● What is expected:
Copy each of the entries below word for word, leaving out the pictures.

--- Start of Given information ---

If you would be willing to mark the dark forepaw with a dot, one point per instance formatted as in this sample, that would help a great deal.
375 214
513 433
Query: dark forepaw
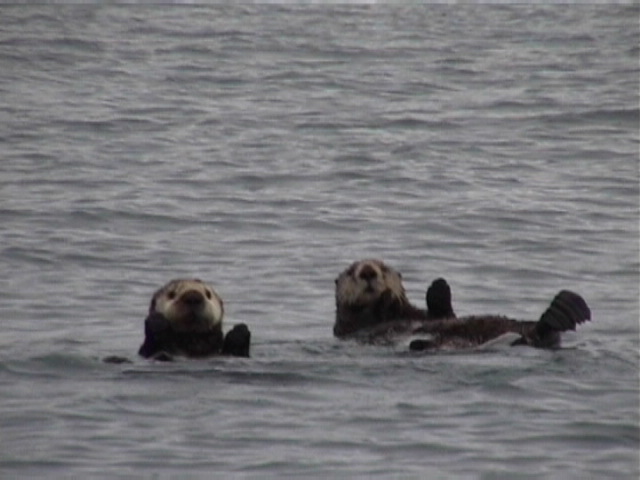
439 300
157 335
237 341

--- End of Given information ---

● Result:
If you would be willing to mark the dark forepaw with a dot, one point per instance formatted as in this sample, that would help a great deal.
375 214
513 433
Query: dark forepaw
439 300
157 335
237 341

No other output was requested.